## Excerpted data
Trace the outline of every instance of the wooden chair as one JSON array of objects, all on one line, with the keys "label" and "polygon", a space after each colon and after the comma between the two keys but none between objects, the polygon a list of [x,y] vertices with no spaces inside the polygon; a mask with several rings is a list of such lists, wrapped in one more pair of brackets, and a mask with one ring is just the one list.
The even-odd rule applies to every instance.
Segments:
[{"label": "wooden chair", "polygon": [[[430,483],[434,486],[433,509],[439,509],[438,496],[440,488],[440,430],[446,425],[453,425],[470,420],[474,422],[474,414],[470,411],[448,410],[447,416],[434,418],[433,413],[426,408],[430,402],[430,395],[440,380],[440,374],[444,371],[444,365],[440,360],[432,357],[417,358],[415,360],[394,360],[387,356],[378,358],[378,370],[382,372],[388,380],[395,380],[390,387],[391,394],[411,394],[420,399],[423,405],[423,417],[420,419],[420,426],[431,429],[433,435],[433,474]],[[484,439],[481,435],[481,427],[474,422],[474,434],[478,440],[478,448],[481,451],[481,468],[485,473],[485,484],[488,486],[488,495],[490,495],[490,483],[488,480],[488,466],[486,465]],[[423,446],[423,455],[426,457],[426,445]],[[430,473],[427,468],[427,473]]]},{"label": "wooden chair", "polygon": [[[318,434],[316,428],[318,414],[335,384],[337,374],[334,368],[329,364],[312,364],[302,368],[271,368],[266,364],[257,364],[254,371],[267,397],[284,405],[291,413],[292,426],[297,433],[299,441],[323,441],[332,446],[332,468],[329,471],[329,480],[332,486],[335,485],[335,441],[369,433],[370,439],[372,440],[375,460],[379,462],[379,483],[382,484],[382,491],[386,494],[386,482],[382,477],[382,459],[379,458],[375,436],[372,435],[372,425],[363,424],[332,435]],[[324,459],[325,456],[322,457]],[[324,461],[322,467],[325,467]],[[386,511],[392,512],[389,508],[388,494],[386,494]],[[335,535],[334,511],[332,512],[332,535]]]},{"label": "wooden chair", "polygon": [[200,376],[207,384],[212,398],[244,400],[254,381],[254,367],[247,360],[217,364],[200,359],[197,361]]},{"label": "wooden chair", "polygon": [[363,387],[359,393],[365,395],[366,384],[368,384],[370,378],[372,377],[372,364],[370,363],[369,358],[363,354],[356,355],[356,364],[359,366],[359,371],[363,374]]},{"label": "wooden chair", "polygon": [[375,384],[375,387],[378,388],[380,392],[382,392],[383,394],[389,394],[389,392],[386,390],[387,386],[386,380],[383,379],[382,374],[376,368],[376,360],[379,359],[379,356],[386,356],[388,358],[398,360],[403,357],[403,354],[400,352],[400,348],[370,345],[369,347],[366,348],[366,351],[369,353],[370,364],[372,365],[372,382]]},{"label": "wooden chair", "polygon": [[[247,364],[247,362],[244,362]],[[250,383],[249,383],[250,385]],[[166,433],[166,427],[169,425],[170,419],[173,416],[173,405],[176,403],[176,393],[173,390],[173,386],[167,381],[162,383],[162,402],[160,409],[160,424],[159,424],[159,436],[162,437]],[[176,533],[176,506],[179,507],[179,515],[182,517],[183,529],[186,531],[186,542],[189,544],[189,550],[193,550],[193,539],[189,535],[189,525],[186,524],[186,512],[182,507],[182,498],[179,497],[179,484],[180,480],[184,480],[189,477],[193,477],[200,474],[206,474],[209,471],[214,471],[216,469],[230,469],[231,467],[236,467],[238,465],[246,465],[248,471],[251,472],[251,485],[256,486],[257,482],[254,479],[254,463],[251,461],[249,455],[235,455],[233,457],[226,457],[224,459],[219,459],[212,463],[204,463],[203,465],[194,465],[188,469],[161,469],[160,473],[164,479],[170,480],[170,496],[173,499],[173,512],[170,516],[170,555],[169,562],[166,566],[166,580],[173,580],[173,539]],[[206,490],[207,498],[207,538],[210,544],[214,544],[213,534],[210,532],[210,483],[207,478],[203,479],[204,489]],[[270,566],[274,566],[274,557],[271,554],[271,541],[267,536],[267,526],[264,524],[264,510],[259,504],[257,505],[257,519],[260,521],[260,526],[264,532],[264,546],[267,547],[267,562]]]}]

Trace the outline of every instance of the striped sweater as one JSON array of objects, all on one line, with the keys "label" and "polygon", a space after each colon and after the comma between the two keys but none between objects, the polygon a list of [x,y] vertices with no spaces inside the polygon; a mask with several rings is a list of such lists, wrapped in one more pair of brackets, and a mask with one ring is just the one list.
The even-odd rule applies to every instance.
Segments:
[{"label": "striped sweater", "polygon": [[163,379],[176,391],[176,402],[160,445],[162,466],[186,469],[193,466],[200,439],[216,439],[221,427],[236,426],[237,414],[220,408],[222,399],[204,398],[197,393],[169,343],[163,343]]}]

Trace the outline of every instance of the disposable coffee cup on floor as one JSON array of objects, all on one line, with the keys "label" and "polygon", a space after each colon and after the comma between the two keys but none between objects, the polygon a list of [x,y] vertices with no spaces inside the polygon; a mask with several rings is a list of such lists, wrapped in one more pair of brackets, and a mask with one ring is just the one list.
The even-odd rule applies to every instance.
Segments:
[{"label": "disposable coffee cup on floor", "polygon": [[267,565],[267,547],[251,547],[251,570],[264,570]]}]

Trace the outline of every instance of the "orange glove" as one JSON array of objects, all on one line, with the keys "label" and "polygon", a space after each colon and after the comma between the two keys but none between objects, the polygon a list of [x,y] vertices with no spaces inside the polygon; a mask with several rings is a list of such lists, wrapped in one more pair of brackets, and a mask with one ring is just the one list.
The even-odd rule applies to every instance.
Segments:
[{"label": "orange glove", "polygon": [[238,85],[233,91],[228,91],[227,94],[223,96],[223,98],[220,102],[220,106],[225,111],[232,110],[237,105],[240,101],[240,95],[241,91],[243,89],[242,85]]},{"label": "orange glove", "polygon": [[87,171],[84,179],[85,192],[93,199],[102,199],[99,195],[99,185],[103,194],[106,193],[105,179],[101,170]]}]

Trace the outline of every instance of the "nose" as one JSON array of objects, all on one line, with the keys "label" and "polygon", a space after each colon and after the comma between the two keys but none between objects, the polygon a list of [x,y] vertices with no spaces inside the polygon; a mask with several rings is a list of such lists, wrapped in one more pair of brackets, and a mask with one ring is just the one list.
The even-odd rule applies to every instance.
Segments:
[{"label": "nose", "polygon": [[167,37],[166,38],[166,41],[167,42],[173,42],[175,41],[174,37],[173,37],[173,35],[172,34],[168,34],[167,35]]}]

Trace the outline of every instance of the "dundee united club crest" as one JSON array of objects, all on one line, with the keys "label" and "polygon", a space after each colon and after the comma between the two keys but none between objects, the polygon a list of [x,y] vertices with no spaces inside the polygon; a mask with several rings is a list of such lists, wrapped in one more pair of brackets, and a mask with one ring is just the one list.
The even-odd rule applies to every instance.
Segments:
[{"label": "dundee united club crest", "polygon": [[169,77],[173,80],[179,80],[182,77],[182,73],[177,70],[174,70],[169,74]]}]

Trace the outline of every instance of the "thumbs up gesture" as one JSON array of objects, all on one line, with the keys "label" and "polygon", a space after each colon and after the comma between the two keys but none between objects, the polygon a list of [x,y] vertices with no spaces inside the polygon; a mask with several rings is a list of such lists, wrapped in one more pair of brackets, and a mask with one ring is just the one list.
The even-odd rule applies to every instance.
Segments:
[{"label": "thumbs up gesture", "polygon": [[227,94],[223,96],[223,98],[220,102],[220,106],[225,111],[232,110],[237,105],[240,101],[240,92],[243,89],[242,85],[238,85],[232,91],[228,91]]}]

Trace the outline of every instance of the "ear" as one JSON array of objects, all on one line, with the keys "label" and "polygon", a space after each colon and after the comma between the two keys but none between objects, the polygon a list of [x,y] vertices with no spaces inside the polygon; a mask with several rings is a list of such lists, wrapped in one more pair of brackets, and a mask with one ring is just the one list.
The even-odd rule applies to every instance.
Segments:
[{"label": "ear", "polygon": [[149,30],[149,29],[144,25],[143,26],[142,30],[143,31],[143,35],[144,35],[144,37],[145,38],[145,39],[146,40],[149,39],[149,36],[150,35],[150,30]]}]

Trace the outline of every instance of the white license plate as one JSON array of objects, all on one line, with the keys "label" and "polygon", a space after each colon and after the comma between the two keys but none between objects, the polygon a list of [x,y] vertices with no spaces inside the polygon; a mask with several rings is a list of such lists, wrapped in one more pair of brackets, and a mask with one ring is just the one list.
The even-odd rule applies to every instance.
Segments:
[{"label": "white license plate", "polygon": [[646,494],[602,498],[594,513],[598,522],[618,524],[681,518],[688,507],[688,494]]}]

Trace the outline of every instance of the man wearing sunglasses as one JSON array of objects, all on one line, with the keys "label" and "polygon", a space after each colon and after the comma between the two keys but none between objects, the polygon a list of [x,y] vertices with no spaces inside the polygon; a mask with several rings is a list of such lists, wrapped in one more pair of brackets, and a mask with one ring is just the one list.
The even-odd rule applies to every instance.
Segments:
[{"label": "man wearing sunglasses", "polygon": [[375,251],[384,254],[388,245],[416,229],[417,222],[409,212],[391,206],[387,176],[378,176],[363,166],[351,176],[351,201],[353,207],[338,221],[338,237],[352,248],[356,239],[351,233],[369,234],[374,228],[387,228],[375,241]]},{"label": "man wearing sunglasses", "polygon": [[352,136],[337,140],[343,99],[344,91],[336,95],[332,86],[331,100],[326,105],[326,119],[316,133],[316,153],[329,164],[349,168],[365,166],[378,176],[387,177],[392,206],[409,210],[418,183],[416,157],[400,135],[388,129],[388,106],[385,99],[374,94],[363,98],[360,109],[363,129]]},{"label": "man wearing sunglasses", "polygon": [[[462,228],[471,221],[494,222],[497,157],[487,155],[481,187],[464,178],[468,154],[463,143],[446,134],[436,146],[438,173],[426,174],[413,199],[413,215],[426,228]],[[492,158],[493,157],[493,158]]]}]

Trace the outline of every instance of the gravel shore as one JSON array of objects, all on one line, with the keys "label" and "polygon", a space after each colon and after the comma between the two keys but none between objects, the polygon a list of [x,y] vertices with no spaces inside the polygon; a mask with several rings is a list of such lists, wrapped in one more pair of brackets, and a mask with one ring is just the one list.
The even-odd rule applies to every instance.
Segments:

## Instructions for the task
Reproduce verbatim the stretch of the records from the line containing "Trace the outline of every instance of the gravel" through the end of the records, and output nothing else.

## Exercise answer
Trace the outline of every instance of the gravel shore as one JSON array of objects, all on one line, with the keys "label" and "polygon", a space after each colon and after the comma between the two keys but none between objects, the polygon a list of [x,y] vertices with no spaces inside the polygon; a mask with several rings is a list of such lists, wrapped in one more pair of brackets, and a mask with one ring is just the one list.
The even-odd rule applies to every instance.
Segments:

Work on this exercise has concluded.